EXERCISE INSTRUCTIONS
Copy the items word for word, starting at the line that contains "rocky outcrop, given" and ending at the final line of the items.

Pointing and labeling entries
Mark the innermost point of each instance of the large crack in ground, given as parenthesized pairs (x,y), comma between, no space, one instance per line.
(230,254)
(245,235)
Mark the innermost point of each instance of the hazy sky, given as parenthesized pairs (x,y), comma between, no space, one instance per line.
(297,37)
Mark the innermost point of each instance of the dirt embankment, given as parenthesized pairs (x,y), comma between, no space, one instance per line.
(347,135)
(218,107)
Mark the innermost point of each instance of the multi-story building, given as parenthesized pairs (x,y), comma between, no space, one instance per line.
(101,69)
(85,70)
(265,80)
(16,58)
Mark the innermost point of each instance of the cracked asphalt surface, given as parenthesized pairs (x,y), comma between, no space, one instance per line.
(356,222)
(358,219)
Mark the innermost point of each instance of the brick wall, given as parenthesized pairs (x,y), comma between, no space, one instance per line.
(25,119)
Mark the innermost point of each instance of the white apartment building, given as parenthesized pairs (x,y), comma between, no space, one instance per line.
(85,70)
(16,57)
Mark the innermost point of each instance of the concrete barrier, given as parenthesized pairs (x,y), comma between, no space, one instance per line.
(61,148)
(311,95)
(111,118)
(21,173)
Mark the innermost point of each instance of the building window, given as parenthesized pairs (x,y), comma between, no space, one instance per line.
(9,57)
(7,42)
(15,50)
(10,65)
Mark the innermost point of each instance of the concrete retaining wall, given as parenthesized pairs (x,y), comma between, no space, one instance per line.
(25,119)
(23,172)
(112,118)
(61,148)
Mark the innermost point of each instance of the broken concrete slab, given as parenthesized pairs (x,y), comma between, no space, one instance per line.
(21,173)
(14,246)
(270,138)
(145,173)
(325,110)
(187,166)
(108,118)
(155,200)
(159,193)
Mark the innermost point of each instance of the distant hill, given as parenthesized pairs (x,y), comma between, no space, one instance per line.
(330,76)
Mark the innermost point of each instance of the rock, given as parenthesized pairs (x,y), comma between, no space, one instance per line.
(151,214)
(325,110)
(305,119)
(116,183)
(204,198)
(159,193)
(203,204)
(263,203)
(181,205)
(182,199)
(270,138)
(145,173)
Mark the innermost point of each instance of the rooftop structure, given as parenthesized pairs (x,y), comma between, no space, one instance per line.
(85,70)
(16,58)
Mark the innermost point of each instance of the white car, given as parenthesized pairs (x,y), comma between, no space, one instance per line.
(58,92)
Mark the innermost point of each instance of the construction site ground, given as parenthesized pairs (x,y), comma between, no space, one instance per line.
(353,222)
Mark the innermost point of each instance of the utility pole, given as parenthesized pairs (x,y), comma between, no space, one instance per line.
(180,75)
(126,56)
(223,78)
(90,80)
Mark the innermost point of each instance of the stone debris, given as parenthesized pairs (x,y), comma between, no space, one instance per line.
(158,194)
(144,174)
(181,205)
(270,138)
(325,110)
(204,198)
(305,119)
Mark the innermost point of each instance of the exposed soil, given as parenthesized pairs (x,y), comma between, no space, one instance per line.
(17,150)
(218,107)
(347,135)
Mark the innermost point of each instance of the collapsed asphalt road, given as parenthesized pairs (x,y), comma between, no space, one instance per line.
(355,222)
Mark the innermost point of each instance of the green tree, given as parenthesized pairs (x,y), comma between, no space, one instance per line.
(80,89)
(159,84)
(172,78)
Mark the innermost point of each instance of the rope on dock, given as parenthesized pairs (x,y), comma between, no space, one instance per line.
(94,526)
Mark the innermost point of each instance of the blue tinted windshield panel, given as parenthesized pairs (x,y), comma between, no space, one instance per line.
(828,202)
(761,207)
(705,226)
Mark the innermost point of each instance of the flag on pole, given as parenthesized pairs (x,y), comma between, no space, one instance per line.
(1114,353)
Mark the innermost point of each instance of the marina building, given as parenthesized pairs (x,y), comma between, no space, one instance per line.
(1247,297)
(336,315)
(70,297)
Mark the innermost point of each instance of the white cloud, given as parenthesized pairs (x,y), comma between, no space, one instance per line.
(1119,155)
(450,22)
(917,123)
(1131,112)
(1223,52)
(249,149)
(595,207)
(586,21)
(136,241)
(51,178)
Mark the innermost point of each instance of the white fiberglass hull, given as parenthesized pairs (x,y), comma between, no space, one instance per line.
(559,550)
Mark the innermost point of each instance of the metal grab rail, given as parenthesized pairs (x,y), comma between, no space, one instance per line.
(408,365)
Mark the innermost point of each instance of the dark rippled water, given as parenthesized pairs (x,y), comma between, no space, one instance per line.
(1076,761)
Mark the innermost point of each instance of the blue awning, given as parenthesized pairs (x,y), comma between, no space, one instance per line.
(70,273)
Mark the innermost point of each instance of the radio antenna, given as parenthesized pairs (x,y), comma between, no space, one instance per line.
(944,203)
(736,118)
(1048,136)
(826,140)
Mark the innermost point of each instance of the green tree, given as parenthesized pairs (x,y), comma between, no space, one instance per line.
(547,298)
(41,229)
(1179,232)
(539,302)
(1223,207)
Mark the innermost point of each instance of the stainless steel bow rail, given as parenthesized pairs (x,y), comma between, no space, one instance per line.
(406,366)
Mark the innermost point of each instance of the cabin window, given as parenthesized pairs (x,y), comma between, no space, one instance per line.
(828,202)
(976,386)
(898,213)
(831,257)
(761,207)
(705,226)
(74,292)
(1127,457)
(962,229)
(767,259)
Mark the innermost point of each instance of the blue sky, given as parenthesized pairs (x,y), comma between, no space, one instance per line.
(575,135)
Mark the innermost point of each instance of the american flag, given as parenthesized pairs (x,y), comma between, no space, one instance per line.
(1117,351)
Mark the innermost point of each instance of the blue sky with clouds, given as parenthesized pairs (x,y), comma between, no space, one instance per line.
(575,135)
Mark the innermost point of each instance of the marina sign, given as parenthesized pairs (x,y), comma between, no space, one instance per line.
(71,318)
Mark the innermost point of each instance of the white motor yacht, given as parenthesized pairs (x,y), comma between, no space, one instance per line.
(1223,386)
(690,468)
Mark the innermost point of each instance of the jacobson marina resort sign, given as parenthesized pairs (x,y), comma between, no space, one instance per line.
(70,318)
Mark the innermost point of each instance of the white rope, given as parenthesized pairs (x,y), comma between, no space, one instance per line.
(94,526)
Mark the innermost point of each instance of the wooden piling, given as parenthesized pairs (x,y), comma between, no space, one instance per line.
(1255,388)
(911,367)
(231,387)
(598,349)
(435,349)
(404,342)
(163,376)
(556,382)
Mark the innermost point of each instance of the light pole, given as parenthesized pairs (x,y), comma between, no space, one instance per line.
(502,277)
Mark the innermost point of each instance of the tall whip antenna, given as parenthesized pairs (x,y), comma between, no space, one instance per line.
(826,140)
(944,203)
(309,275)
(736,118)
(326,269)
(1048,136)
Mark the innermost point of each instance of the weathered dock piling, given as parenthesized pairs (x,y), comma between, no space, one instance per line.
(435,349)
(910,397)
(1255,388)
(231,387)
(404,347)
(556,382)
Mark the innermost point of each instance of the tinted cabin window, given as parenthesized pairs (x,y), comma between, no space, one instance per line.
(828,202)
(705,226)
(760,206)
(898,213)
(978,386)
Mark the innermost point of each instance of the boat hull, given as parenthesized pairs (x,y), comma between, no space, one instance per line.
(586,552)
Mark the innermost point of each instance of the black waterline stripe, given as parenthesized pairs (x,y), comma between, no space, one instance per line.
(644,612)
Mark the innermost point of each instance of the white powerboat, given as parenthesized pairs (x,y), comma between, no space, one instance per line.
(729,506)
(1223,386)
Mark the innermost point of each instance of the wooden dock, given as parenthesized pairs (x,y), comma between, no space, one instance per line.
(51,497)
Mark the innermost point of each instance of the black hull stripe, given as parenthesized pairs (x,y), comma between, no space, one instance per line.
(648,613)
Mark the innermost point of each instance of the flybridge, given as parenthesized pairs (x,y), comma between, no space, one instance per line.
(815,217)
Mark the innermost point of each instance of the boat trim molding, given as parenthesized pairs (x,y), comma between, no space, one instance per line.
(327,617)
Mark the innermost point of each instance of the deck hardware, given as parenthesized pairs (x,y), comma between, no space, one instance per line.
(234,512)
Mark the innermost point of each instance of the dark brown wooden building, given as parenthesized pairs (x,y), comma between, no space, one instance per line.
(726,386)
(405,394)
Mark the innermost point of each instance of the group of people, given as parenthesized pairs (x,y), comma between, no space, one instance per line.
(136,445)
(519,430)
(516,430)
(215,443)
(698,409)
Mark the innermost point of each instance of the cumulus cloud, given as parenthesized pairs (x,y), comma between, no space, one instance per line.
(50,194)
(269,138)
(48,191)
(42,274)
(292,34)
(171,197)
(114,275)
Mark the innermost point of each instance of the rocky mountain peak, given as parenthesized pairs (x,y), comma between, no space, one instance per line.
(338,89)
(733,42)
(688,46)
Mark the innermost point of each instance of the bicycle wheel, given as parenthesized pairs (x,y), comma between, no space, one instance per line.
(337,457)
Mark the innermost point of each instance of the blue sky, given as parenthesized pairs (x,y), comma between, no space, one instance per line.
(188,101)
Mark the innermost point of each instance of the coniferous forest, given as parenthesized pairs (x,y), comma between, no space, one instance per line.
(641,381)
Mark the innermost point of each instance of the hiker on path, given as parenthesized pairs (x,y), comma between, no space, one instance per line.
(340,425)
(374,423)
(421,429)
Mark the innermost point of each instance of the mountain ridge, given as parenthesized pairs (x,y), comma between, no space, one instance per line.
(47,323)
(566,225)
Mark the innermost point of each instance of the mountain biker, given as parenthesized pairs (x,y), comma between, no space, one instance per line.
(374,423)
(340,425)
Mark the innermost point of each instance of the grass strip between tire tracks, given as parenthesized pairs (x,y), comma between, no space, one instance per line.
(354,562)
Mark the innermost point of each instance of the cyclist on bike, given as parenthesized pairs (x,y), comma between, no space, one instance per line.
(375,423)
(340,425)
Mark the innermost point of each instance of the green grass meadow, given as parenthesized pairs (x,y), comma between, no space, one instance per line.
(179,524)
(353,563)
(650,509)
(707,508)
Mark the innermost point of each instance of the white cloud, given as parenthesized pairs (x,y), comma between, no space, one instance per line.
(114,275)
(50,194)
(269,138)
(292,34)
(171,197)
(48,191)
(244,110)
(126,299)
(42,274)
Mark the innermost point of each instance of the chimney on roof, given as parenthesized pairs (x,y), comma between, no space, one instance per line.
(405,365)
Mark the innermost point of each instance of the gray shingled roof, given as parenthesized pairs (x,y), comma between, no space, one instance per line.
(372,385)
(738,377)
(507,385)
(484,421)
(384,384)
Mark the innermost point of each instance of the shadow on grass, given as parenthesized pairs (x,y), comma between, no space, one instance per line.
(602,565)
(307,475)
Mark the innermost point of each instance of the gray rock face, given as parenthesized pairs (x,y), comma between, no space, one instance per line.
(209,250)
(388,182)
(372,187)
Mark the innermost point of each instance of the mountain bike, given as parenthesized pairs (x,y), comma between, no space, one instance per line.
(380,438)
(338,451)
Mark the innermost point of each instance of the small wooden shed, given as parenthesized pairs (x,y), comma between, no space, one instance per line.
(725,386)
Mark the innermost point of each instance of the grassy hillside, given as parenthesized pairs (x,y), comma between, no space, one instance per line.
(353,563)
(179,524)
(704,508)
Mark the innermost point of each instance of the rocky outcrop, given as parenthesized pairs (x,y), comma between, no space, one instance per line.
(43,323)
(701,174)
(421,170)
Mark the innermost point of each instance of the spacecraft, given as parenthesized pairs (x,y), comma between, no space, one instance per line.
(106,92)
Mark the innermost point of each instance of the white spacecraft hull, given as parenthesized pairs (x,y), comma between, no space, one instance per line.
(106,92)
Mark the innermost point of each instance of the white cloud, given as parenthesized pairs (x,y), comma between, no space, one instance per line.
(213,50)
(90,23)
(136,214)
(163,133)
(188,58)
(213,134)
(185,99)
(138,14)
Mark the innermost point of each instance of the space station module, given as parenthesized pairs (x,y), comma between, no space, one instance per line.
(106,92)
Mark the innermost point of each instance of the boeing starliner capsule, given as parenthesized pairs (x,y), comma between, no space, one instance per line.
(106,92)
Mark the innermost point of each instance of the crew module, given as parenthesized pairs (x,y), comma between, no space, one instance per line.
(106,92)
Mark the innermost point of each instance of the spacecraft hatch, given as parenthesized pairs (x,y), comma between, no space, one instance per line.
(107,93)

SOLUTION TO THIS TASK
Mark the innermost point of each instance of the rocky outcrop, given as parenthesized pairs (x,y), comma between, no space, one instance per line.
(43,323)
(701,174)
(421,170)
Mark the innermost point of each instance of the spacecraft, given as parenthesized pairs (x,y), comma between, no space, one instance per line.
(106,92)
Mark the innermost point of each instance of the white spacecraft hull, given as parenthesized pairs (x,y), comma between, no space, one instance per line.
(106,92)
Mark the innermost point of each instance of the white cloud, given as parenthesized pairs (x,y), comma between, no space, one instance per line.
(213,50)
(90,23)
(136,214)
(163,133)
(188,58)
(213,134)
(185,99)
(138,14)
Mark the innermost point of each instance of the space station module, given as parenthesized pairs (x,y), comma between, no space, one instance per line.
(106,92)
Mark the innermost point of each instance of the boeing starliner capsule, given as parenthesized pairs (x,y), comma between, no space, one instance per line.
(106,92)
Mark the innermost point of each instance of the crew module, given as parenthesized pairs (x,y), comma between, no space, one instance per line.
(106,92)
Mark the innermost point of each instance of the spacecraft hatch, given as parenthesized pairs (x,y), comma between, no space, one instance per line.
(107,93)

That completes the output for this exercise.